Written instruction:
Rewrite everything from the line that contains "[QA Review Pass] The annotator marked bounding boxes for tree." down to the end of the material, replacing "partially occluded" with "partly hidden" and leaving all else unchanged.

Working data:
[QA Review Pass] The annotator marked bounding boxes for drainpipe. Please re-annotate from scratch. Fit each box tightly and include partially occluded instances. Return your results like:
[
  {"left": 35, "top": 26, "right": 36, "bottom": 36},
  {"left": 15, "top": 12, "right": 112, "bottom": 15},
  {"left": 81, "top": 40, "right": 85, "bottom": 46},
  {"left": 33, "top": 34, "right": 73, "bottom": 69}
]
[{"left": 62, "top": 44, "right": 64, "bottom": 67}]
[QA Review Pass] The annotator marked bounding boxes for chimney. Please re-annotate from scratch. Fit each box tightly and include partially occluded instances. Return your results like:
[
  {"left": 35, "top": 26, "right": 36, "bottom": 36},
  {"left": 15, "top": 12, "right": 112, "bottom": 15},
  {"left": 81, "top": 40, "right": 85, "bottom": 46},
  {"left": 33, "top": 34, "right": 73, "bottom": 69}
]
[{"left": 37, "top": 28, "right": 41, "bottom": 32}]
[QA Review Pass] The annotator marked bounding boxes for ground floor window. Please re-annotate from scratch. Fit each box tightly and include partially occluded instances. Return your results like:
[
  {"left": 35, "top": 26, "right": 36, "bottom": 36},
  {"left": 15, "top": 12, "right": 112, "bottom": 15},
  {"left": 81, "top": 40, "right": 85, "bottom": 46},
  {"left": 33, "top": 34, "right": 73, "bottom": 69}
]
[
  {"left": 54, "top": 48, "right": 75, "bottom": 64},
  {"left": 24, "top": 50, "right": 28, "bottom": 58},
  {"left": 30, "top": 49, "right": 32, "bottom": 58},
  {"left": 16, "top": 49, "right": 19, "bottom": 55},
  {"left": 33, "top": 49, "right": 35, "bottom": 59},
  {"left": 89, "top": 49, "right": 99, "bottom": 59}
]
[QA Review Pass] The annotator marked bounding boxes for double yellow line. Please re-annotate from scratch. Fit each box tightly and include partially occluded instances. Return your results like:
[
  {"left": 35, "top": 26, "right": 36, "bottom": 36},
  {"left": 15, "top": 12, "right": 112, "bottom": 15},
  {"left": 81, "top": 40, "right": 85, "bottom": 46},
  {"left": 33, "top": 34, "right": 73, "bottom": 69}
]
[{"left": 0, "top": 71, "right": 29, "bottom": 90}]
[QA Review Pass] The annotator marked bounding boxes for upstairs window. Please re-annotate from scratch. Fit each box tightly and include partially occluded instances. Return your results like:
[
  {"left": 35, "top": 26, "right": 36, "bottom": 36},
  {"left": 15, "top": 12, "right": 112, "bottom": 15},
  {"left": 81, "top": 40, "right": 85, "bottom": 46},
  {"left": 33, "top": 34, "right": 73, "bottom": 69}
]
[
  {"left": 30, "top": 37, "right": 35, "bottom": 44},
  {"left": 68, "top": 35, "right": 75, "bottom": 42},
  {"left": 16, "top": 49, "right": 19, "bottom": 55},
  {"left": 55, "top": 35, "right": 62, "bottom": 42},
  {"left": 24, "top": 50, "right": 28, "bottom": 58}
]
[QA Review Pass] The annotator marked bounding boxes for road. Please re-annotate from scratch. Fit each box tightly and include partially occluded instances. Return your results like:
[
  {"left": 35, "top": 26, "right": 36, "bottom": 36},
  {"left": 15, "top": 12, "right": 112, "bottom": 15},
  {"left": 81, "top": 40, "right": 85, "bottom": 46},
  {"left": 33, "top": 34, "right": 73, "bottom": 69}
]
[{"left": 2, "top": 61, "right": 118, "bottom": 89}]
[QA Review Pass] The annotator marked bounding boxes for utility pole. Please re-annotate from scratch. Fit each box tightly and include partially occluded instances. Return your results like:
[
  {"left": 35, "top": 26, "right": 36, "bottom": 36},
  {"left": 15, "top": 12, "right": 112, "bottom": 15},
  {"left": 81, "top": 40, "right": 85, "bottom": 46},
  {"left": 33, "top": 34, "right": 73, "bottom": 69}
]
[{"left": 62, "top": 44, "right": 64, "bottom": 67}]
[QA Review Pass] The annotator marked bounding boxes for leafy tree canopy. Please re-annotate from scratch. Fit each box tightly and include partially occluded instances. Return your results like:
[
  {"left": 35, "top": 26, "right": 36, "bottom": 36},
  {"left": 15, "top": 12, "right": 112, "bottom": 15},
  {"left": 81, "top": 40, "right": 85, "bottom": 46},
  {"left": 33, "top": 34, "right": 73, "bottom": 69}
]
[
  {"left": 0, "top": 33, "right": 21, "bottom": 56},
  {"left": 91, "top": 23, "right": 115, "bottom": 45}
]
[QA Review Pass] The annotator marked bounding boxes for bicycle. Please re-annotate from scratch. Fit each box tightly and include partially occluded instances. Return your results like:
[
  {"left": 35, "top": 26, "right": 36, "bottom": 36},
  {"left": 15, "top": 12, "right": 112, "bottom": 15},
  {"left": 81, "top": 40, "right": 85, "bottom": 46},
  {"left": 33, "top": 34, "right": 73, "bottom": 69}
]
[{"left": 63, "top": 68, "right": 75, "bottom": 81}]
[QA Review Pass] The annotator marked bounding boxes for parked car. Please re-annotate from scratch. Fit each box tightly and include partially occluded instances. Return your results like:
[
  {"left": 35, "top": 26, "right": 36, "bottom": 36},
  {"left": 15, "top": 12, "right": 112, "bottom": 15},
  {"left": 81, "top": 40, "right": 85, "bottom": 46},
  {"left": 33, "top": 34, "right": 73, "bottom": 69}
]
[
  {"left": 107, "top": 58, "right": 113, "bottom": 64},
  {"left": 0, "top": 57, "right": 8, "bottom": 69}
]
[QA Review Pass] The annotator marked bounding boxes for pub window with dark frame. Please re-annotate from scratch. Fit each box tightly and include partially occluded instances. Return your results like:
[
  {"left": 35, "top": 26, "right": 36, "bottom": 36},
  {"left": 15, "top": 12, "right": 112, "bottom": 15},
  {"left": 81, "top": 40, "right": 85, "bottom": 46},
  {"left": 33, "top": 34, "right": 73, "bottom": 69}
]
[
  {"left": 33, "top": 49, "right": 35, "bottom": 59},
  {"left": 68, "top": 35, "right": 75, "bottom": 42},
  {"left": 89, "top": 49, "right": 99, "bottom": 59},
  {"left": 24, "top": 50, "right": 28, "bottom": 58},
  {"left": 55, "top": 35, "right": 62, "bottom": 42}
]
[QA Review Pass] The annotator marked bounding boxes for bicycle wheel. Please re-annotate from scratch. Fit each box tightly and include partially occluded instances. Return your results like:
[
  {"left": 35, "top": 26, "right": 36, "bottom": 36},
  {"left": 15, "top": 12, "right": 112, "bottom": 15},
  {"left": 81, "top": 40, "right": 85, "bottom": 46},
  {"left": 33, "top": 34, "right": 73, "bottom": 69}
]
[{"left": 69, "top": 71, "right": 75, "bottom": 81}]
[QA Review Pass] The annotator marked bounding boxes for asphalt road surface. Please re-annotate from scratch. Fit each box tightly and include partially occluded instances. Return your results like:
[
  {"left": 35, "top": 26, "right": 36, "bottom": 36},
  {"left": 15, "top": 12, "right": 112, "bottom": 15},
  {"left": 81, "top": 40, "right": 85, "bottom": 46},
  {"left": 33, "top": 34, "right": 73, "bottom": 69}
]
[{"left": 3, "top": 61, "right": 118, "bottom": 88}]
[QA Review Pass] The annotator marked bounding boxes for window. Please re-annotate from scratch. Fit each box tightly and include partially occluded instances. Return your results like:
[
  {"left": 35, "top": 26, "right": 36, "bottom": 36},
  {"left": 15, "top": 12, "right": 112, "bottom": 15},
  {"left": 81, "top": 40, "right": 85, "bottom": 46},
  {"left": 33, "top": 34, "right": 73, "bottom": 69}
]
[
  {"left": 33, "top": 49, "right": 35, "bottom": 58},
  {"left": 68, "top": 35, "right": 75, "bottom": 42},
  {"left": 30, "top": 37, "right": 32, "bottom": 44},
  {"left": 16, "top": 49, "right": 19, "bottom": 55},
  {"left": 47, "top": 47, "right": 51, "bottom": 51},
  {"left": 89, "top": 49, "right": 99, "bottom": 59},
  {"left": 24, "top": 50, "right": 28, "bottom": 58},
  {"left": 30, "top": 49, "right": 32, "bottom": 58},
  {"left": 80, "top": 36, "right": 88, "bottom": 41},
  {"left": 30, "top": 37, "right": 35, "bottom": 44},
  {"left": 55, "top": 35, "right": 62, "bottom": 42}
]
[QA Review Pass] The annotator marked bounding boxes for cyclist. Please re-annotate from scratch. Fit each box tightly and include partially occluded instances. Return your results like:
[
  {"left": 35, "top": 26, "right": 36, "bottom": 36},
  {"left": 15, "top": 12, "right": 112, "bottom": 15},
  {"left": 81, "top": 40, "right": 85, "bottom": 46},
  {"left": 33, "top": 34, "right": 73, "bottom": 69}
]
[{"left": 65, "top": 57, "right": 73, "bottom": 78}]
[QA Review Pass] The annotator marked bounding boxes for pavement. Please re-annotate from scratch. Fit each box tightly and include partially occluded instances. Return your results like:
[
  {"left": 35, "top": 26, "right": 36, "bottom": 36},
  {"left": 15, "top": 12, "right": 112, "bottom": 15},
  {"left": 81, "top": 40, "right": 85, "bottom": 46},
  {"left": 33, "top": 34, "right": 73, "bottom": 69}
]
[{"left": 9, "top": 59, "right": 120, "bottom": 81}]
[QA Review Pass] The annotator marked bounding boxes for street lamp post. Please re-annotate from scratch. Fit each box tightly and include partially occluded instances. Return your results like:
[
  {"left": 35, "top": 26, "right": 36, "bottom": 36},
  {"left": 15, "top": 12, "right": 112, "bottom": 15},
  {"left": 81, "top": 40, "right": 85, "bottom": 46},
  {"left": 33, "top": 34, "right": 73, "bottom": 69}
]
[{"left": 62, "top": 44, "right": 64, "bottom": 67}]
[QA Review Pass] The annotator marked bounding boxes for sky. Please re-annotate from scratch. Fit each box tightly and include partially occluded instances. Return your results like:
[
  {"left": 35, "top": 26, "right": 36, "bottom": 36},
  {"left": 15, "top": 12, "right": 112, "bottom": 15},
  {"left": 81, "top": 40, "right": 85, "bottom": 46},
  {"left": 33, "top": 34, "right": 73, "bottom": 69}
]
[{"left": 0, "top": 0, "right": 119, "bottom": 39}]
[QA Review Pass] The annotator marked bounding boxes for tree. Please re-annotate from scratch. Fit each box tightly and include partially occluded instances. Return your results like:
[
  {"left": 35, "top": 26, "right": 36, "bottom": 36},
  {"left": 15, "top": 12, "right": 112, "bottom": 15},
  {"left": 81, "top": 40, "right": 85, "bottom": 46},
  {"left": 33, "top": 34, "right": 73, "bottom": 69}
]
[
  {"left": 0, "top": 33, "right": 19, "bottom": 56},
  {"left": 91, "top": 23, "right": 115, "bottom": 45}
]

Task answer:
[QA Review Pass] The annotator marked bounding boxes for tree. Please re-annotate from scratch. Fit each box tightly and include partly hidden instances. Return your results like:
[
  {"left": 35, "top": 26, "right": 36, "bottom": 36},
  {"left": 15, "top": 12, "right": 112, "bottom": 15},
  {"left": 81, "top": 40, "right": 85, "bottom": 46},
  {"left": 33, "top": 34, "right": 73, "bottom": 69}
]
[
  {"left": 0, "top": 33, "right": 19, "bottom": 56},
  {"left": 91, "top": 23, "right": 115, "bottom": 45}
]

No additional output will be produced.